Text-to-region grounding data
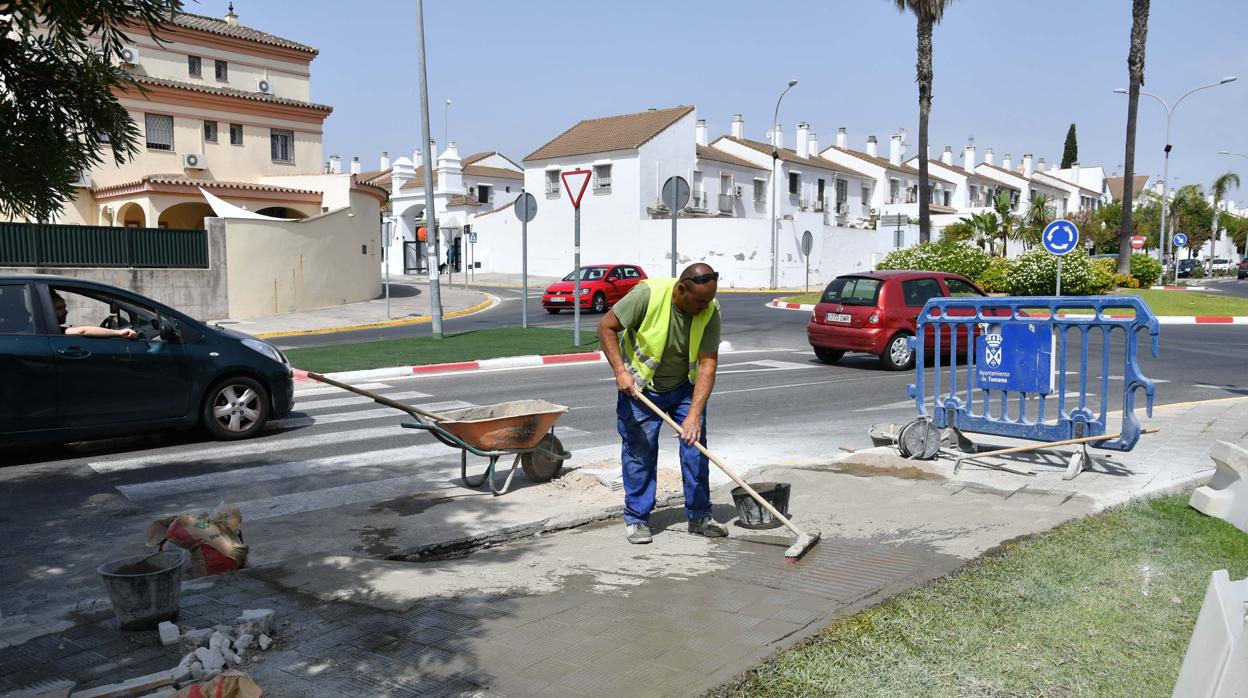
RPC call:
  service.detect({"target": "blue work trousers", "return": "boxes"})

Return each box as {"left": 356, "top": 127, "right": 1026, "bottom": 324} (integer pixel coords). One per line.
{"left": 616, "top": 380, "right": 710, "bottom": 525}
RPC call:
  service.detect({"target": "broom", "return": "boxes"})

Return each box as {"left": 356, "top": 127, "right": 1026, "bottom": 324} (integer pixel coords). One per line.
{"left": 630, "top": 387, "right": 820, "bottom": 563}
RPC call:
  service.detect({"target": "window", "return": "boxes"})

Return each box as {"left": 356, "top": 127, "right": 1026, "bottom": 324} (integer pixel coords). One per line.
{"left": 969, "top": 184, "right": 980, "bottom": 206}
{"left": 943, "top": 190, "right": 952, "bottom": 207}
{"left": 889, "top": 178, "right": 900, "bottom": 204}
{"left": 835, "top": 178, "right": 848, "bottom": 209}
{"left": 817, "top": 178, "right": 826, "bottom": 207}
{"left": 593, "top": 164, "right": 612, "bottom": 192}
{"left": 902, "top": 278, "right": 944, "bottom": 307}
{"left": 203, "top": 120, "right": 218, "bottom": 143}
{"left": 188, "top": 55, "right": 201, "bottom": 77}
{"left": 476, "top": 184, "right": 491, "bottom": 204}
{"left": 788, "top": 172, "right": 800, "bottom": 196}
{"left": 719, "top": 172, "right": 734, "bottom": 213}
{"left": 861, "top": 184, "right": 870, "bottom": 208}
{"left": 622, "top": 266, "right": 641, "bottom": 279}
{"left": 214, "top": 59, "right": 228, "bottom": 81}
{"left": 229, "top": 123, "right": 243, "bottom": 146}
{"left": 944, "top": 278, "right": 985, "bottom": 298}
{"left": 545, "top": 169, "right": 561, "bottom": 197}
{"left": 270, "top": 129, "right": 294, "bottom": 163}
{"left": 692, "top": 171, "right": 704, "bottom": 208}
{"left": 50, "top": 287, "right": 163, "bottom": 339}
{"left": 820, "top": 276, "right": 882, "bottom": 305}
{"left": 144, "top": 113, "right": 174, "bottom": 151}
{"left": 753, "top": 178, "right": 766, "bottom": 204}
{"left": 0, "top": 285, "right": 35, "bottom": 335}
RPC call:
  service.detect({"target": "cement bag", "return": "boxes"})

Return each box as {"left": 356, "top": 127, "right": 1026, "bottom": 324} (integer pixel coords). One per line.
{"left": 147, "top": 505, "right": 248, "bottom": 578}
{"left": 170, "top": 670, "right": 263, "bottom": 698}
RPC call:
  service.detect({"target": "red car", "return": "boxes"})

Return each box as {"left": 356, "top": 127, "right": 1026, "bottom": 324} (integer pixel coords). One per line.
{"left": 807, "top": 270, "right": 991, "bottom": 370}
{"left": 543, "top": 264, "right": 647, "bottom": 314}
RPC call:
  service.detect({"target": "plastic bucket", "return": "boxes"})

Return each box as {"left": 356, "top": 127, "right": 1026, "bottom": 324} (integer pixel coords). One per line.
{"left": 731, "top": 482, "right": 791, "bottom": 530}
{"left": 97, "top": 549, "right": 186, "bottom": 630}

# Problem description
Scanning the data above, copy out every line where "boxes" is found.

# Output for this exercise
  service.detect({"target": "blue work trousers", "return": "boxes"})
  service.detect({"target": "broom", "return": "boxes"})
  service.detect({"target": "window", "return": "boxes"})
  service.detect({"target": "cement bag", "return": "boxes"})
  service.detect({"target": "red car", "return": "boxes"})
  service.detect({"target": "plastic bucket", "return": "boxes"})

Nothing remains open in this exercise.